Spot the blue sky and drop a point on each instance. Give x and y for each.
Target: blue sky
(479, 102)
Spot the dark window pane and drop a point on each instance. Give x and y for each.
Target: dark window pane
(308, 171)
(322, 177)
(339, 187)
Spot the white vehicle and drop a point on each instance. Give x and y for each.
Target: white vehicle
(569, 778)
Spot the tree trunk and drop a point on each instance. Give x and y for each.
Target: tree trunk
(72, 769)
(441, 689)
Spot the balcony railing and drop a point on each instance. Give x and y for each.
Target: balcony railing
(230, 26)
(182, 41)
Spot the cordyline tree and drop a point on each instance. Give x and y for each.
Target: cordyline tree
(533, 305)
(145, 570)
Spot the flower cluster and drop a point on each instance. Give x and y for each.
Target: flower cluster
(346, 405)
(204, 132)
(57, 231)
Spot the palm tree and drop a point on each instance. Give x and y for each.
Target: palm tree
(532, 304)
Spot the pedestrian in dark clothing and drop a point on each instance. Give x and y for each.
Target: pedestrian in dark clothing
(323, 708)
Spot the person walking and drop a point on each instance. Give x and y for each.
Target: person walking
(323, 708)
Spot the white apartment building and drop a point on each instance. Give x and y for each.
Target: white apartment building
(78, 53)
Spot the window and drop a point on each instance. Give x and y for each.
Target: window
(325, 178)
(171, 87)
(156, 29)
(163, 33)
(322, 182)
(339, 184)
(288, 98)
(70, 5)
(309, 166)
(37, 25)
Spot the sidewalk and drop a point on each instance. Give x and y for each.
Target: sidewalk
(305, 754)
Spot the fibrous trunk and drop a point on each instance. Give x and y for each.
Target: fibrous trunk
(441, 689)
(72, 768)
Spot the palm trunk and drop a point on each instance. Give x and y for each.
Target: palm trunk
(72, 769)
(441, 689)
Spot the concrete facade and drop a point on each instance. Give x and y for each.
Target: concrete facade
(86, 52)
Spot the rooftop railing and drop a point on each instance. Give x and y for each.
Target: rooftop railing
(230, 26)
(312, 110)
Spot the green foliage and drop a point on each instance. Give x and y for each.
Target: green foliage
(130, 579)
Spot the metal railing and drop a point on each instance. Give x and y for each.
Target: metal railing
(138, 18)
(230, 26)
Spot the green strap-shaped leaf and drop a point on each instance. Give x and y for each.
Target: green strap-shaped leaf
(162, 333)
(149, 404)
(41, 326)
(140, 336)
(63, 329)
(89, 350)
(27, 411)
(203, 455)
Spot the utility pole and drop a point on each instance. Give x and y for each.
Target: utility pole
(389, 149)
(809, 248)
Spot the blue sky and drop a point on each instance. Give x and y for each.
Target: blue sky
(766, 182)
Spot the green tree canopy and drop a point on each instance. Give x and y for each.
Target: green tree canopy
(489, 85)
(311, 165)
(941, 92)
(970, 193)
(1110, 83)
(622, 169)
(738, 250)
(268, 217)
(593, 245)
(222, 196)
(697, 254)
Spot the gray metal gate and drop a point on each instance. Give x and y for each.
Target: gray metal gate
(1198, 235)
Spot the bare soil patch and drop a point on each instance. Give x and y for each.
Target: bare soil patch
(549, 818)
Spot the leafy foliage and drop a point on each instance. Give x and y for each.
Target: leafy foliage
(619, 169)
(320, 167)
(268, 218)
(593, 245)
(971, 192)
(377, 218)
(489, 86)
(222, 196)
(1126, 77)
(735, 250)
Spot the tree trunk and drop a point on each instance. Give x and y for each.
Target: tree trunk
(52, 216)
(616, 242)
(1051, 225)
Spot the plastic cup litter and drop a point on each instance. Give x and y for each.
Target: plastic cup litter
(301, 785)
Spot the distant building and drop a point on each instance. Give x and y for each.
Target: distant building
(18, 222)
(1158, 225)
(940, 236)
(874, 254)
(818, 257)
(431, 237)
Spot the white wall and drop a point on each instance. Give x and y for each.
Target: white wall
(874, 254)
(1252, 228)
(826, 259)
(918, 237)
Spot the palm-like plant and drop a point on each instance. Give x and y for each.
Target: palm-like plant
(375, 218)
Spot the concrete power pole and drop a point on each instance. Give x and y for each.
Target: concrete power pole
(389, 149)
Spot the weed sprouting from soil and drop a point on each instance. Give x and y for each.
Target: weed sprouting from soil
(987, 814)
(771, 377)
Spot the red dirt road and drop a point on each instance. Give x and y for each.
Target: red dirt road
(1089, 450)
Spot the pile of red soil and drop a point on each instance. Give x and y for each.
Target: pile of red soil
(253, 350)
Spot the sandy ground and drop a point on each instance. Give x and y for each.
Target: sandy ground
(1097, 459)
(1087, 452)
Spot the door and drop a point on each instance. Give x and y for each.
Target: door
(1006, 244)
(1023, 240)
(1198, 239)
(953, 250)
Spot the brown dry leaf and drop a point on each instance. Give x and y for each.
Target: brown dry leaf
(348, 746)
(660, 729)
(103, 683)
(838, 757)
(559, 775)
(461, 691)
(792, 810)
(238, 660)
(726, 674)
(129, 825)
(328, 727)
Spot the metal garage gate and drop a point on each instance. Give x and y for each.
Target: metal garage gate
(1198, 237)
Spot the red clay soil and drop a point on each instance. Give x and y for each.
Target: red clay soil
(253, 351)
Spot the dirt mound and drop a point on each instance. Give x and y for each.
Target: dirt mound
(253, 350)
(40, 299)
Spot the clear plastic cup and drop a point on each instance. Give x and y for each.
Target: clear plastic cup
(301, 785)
━━━━━━━━━━━━━━━━━━━━
What is needed >>
Repeat the data in its entirety, character for character.

Exercise answer >>
Spot the blue sky and drop a point on each instance. Give x and y for each.
Target: blue sky
(479, 102)
Spot the dark window pane and drop a point on each instance. Give x and y for each.
Target: dark window pane
(308, 171)
(322, 177)
(339, 187)
Spot the white vehicle and drop a point on each instance. Give x and y for each.
Target: white vehicle
(569, 778)
Spot the tree trunk and drop a point on each instance. Give x and y for each.
Target: tree trunk
(72, 769)
(441, 689)
Spot the balcony railing and drop a point on each instance. Give x and y for each.
Target: balcony railing
(230, 26)
(182, 41)
Spot the cordyline tree and drop a point on each instance. Give x and y for each.
Target: cordyline tree
(533, 305)
(145, 570)
Spot the flower cluster and drop a point on each instance. Give x and y for each.
Target: flower cluster
(346, 405)
(204, 132)
(57, 231)
Spot the palm tree and drop a point on each instance. Give x and y for each.
Target: palm tree
(532, 304)
Spot the pedestrian in dark clothing and drop a point on each instance. Give x and y for each.
Target: pedestrian in dark clothing
(323, 708)
Spot the person walking and drop a point on each instance. Give x and y for each.
Target: person walking
(323, 708)
Spot the white apartment building and drop a point on each instance. Give x and y for each.
Target: white apartment building
(78, 53)
Spot the window and drop a point on each instance. Give x and y for each.
Target: window
(325, 178)
(171, 87)
(156, 29)
(163, 33)
(322, 182)
(339, 184)
(288, 98)
(70, 5)
(309, 166)
(37, 25)
Spot the sidewalk and drop a point on each instance. Give x and y for each.
Target: sidewalk
(305, 754)
Spot the fibrous trunk and drop a point on each instance. Give x and y for each.
Target: fibrous trunk
(441, 689)
(72, 768)
Spot the palm trunk and drop a point on each instance. Give x and y for each.
Target: palm trunk
(72, 769)
(441, 689)
Spot the concrete facade and drop a point on each instance. Give x and y for each.
Target: concrete facade
(86, 52)
Spot the rooftop railing and drop a point on each instance. Give x and y for each.
Target: rooftop railing
(230, 26)
(312, 110)
Spot the green foliage and drop a point on each instance. Give x and y for each.
Target: green foliage
(130, 579)
Spot the metal railing and drop a point on each instance. Give x and y for each.
Target: metal railing
(138, 18)
(230, 26)
Spot the green strap-shaped leaf and drop a point on each instance. Give x and y for each.
Target: green strap-shaped leaf
(162, 333)
(149, 404)
(41, 326)
(140, 336)
(63, 329)
(89, 350)
(27, 411)
(203, 455)
Spot the utility pole and drop a point on each instance. Give x and y for each.
Target: utility pole
(389, 149)
(809, 248)
Spot the blue sky and drop a point on each instance. Give x and y for each.
Target: blue sky
(766, 182)
Spot the green tree canopy and drop a point on each instance. Give x and y for each.
Target: green tree canopy
(489, 85)
(311, 165)
(941, 92)
(970, 193)
(1110, 83)
(622, 169)
(738, 250)
(268, 217)
(593, 245)
(222, 196)
(697, 254)
Spot the gray metal gate and drop a point on each instance. Give x and y for each.
Target: gray metal gate
(1198, 235)
Spot the bare soil patch and drop a point on each instance. Give x and y for each.
Target: bare soil patch
(549, 818)
Spot the leafy foliage and drop a point on each instance. Give x and y for each.
Target: leafy foliage
(619, 169)
(320, 167)
(268, 218)
(593, 245)
(971, 192)
(377, 218)
(489, 86)
(222, 196)
(1126, 77)
(735, 250)
Spot the tree trunk and drop a point on each instance. Give x and y for each.
Target: tree trunk
(52, 216)
(616, 242)
(1051, 225)
Spot the plastic cup litter and drop a point on each instance. Give x and y for each.
Target: plastic cup litter
(301, 785)
Spot the distant building and drop a point on each instance. Give x and y for each.
Target: distant building
(18, 222)
(1158, 225)
(940, 236)
(874, 254)
(818, 257)
(431, 237)
Spot the white wall and drop a point on each instance. Give x and y for each.
Target: white wall
(874, 254)
(1252, 228)
(826, 259)
(918, 237)
Spot the palm-like plant and drop a point on each instance. Give x and y for each.
Target: palm-like plant
(375, 218)
Spot the concrete power pole and drop a point on each instance. Give x and y for each.
Target: concrete power pole
(389, 149)
Spot the weed sprouting from soil and drop a point on each instance. Give x and y for each.
Target: weed sprouting from soil
(987, 814)
(771, 377)
Spot the red dirt road and drop a point on each instance. Give x and y for each.
Target: red dirt road
(1089, 450)
Spot the pile of red soil and drop a point on each instance. Give x and y for each.
Target: pile of red soil
(253, 350)
Spot the sandy ground and drop a point on each instance. Give x and y for each.
Target: sandy ground
(1097, 459)
(1087, 452)
Spot the door and drop a point on each instance. Give x and y for each.
Target: door
(1006, 244)
(1023, 240)
(1198, 239)
(953, 250)
Spot the brown dry leaf and drop a point on each instance. Give x and y for each.
Target: brown dry leaf
(348, 746)
(660, 729)
(103, 683)
(838, 757)
(559, 775)
(461, 691)
(792, 810)
(238, 660)
(726, 674)
(129, 825)
(328, 727)
Spot the metal garage gate and drop a point on each instance. Give x and y for each.
Target: metal garage gate
(1198, 237)
Spot the red clay soil and drop a point on each instance. Give x and y for each.
Target: red clay soil
(253, 351)
Spot the dirt mound and drop a point on each instance. Give x and y for each.
Target: dirt mound
(253, 350)
(40, 299)
Spot the clear plastic cup and drop a point on each instance. Give x and y for each.
Target: clear plastic cup
(301, 785)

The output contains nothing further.